> **YOUR INSTRUCTIONS**: Pick each line that has "peacock" out of the records.

========

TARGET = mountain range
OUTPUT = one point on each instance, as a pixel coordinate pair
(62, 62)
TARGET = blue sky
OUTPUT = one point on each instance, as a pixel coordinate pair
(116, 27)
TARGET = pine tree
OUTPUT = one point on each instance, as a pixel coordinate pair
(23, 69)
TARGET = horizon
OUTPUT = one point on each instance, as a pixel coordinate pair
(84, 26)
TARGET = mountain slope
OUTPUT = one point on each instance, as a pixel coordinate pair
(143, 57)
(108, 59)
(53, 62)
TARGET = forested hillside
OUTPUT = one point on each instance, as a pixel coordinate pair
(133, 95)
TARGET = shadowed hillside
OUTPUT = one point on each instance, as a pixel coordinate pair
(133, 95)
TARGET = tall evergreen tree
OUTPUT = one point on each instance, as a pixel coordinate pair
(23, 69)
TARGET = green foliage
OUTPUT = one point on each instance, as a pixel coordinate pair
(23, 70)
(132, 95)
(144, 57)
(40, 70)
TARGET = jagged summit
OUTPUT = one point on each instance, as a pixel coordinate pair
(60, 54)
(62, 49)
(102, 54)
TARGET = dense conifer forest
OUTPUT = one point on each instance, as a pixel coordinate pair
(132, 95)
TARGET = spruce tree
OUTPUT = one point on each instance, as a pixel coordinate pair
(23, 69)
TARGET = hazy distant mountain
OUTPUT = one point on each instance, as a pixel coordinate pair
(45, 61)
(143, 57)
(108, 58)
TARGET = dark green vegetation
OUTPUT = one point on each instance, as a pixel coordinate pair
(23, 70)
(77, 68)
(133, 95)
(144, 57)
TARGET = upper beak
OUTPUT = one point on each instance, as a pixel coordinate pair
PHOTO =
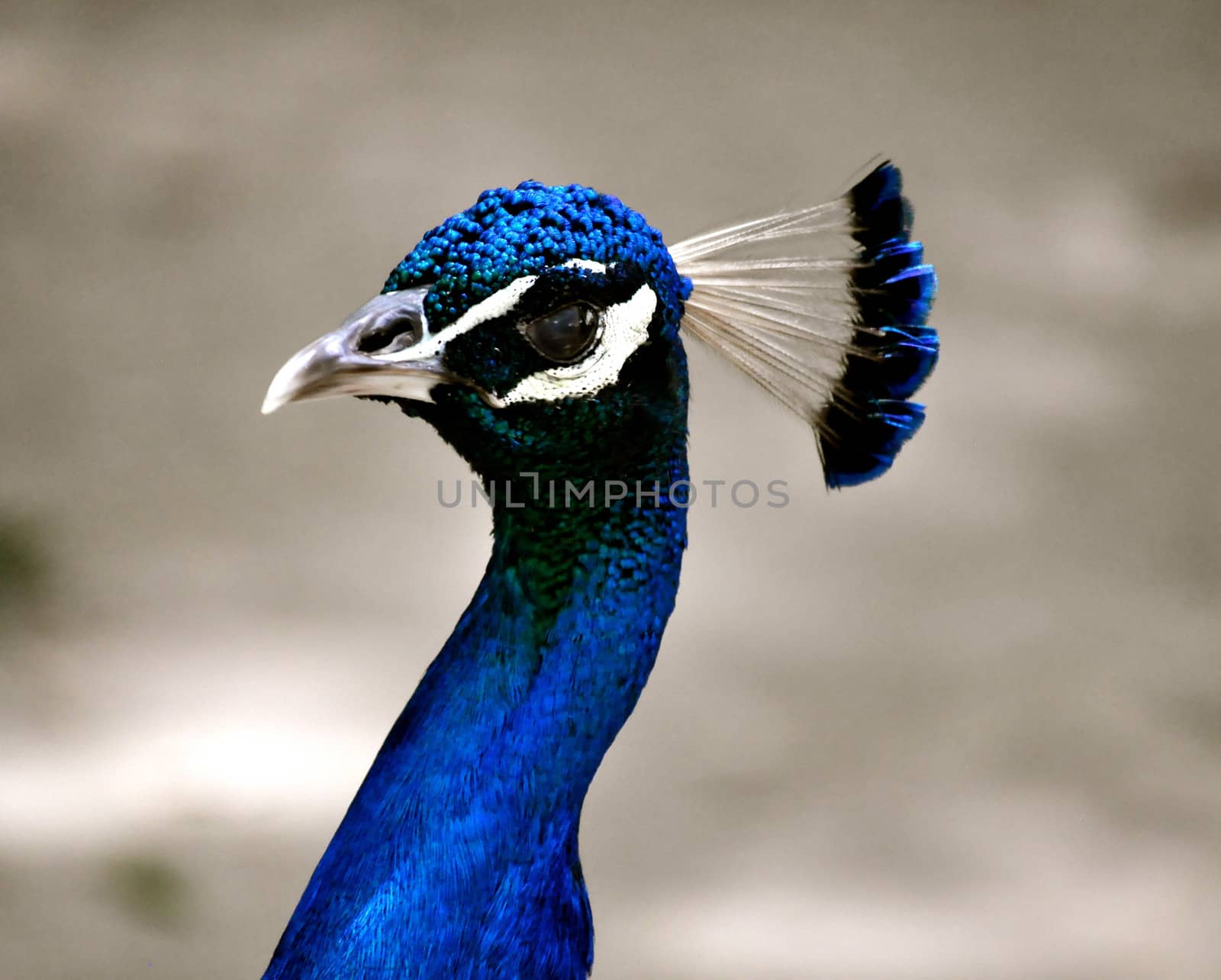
(382, 349)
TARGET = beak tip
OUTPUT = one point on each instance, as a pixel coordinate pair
(270, 404)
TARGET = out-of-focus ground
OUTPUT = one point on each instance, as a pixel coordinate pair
(964, 722)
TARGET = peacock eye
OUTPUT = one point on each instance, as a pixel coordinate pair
(565, 334)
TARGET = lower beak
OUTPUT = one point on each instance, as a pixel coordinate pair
(380, 350)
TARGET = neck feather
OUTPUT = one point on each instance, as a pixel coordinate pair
(458, 857)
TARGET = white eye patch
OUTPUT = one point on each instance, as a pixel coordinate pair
(624, 329)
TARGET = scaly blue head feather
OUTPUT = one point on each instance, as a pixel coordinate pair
(539, 331)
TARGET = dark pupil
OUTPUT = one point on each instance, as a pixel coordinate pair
(565, 334)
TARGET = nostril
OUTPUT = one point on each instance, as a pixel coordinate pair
(388, 337)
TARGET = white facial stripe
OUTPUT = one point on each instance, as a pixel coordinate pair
(498, 305)
(624, 329)
(594, 266)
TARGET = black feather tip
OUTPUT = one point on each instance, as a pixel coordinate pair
(868, 417)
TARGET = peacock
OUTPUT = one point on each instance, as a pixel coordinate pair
(541, 334)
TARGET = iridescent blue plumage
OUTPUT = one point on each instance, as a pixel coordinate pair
(458, 857)
(868, 419)
(539, 331)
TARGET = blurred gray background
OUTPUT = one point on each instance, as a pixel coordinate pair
(964, 722)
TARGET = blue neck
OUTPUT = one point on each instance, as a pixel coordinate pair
(458, 857)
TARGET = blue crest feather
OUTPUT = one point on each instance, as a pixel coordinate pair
(893, 350)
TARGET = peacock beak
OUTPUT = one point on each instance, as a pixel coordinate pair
(382, 349)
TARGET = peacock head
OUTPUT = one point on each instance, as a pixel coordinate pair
(537, 330)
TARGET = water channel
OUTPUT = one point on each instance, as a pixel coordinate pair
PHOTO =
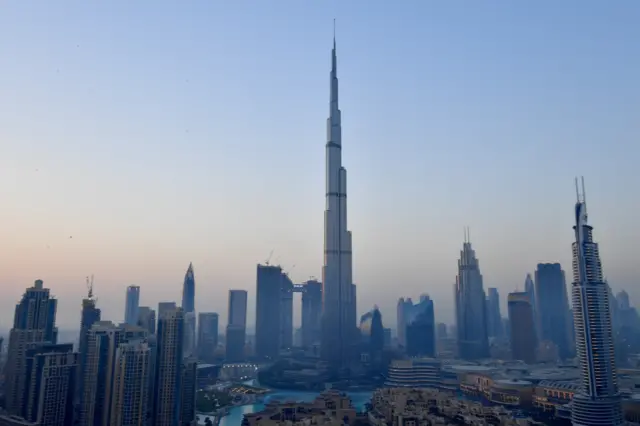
(234, 418)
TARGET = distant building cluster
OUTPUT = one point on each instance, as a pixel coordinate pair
(567, 356)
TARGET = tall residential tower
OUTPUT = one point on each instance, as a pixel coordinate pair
(34, 322)
(471, 307)
(598, 401)
(339, 303)
(131, 305)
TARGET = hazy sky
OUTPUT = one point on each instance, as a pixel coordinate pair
(157, 133)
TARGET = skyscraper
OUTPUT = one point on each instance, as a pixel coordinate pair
(530, 289)
(189, 343)
(269, 287)
(147, 319)
(403, 306)
(494, 318)
(189, 291)
(373, 334)
(552, 307)
(286, 312)
(188, 392)
(207, 336)
(132, 371)
(34, 322)
(237, 326)
(420, 328)
(598, 401)
(471, 314)
(622, 298)
(131, 305)
(168, 374)
(102, 363)
(51, 375)
(89, 316)
(311, 313)
(523, 336)
(339, 304)
(166, 307)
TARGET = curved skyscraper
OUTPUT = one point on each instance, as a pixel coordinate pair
(598, 402)
(189, 291)
(339, 303)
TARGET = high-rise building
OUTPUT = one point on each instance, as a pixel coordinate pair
(164, 307)
(152, 341)
(552, 307)
(131, 375)
(311, 313)
(34, 322)
(372, 333)
(404, 305)
(102, 363)
(269, 292)
(132, 305)
(286, 312)
(530, 289)
(622, 298)
(387, 337)
(523, 336)
(188, 307)
(168, 373)
(50, 384)
(598, 401)
(89, 316)
(207, 336)
(420, 328)
(494, 318)
(237, 326)
(147, 319)
(339, 327)
(189, 291)
(189, 344)
(188, 392)
(471, 313)
(237, 307)
(441, 330)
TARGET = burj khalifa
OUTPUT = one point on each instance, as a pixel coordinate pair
(339, 292)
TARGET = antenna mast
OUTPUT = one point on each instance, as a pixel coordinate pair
(90, 287)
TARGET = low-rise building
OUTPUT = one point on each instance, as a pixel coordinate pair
(417, 407)
(414, 373)
(330, 408)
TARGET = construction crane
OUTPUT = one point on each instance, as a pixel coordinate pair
(90, 287)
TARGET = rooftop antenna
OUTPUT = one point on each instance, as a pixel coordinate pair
(334, 33)
(266, 262)
(584, 195)
(90, 287)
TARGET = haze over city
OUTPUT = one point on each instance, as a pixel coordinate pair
(138, 137)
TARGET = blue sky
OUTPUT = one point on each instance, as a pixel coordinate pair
(157, 133)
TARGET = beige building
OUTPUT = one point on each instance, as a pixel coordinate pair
(420, 407)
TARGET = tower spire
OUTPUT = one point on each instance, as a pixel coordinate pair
(334, 33)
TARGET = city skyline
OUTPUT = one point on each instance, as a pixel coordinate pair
(70, 214)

========

> **OUTPUT OF THE TASK**:
TARGET = peacock eye
TARGET = peacock
TARGET = peacock beak
TARGET = peacock head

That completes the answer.